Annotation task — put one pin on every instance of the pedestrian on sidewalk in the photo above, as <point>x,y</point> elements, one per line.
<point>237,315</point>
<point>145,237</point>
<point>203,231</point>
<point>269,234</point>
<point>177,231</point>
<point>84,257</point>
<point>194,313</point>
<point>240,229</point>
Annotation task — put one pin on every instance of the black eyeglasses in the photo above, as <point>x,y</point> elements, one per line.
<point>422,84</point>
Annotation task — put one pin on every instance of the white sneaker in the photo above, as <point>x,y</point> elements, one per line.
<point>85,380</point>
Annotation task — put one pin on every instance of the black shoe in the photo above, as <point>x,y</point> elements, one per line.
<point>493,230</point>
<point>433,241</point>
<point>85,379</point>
* * *
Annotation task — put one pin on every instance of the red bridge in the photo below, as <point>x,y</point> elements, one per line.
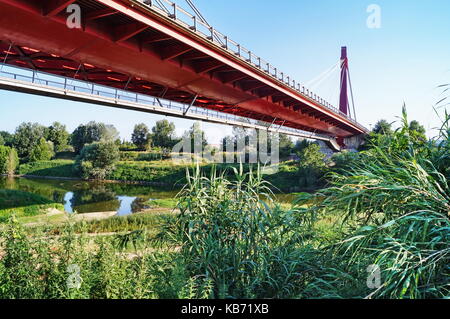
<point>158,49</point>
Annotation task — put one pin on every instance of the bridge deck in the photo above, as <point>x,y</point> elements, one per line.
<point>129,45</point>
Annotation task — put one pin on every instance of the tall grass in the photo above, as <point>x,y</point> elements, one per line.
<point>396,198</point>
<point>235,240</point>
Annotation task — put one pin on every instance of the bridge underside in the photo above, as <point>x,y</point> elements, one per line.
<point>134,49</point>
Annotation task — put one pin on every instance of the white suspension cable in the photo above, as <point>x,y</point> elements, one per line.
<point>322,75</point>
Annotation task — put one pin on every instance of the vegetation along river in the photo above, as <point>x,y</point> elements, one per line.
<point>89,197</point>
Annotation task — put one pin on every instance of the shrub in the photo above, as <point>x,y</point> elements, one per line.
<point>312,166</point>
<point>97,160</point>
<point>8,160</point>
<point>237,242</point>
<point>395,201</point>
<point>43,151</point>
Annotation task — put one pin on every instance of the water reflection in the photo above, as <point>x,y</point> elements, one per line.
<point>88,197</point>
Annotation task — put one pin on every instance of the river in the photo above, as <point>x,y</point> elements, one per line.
---
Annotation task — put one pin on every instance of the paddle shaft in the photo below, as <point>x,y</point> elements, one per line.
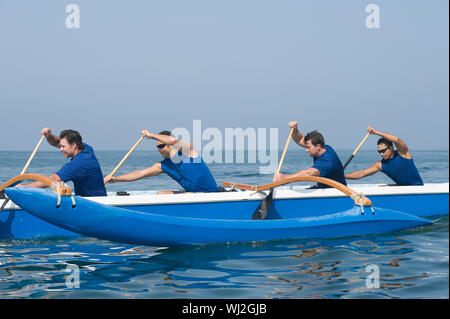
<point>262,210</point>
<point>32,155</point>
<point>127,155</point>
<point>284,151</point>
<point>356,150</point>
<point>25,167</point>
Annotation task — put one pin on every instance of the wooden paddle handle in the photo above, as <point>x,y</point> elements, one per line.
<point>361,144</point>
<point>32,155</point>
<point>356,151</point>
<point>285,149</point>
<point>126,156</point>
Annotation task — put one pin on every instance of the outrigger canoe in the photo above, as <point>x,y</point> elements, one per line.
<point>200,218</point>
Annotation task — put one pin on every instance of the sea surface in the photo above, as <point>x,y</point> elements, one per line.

# GOAL OF THE EXERCISE:
Count the lines above that contain the string "bridge", treating uppercase and lowercase as different. Reply with the number only.

# OUTPUT FOR THIS EXERCISE:
3